Supplied text

----

Scientists at the University of Glasgow have developed a new method to make packaged food safer for consumers and more long-lived on the shelf by harnessing the germ-killing power of ozone.
Dr Declan Diver and Dr Hugh Potts of the University's School of Physics and Astronomy have prototyped a system to rapidly, safely and temporarily turn some of the oxygen inside the sealed packaging into ozone, a very effective germicide.
Plasma generated by a retractable device held briefly against the surface of plastic or glass packaging splits the bonds between oxygen molecules (O2) inside the packaging which then reform as ozone (or O3). The ozone naturally returns to its original state after just a couple of hours – more than enough time for any mould, fungi or bacteria on the packaging's contents to be destroyed without adversely affecting its taste.
The product's effectiveness as a germ-killer also extends food's shelf-life by at least one extra day, which could go a significant way to cutting down on the seven million tonnes of food discarded in the UK each year.
The product is being brought to market by a University spinout company called Anacail, which means 'shield', 'preserve' or 'protect' in Gaelic. Anacail was founded in January 2011 and has recently raised £750,000 of seed funding from leading technology commercialisation company, IP Group, and the Scottish Investment Bank, a division of Scottish Enterprise. Half of the funding is subject to satisfaction of certain technical and commercial milestones.

----

Problems to work on
**1.** According to the ozone packaging article, when was Anacail founded?
**2.** Reproduce the passage of the ozone packaging article that opens with the words containing "Scientists at the" and closes with "very effective germicide.".
Rely on the ozone packaging article alone.

Data extract

----

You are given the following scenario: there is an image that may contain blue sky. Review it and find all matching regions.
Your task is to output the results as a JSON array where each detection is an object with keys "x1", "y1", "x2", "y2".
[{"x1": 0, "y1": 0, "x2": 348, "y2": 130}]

----

Expected results
**1.** January 2011.

**2.**
Scientists at the University of Glasgow have developed a new method to make packaged food safer for consumers and more long-lived on the shelf by harnessing the germ-killing power of ozone.
Dr Declan Diver and Dr Hugh Potts of the University's School of Physics and Astronomy have prototyped a system to rapidly, safely and temporarily turn some of the oxygen inside the sealed packaging into ozone, a very effective germicide.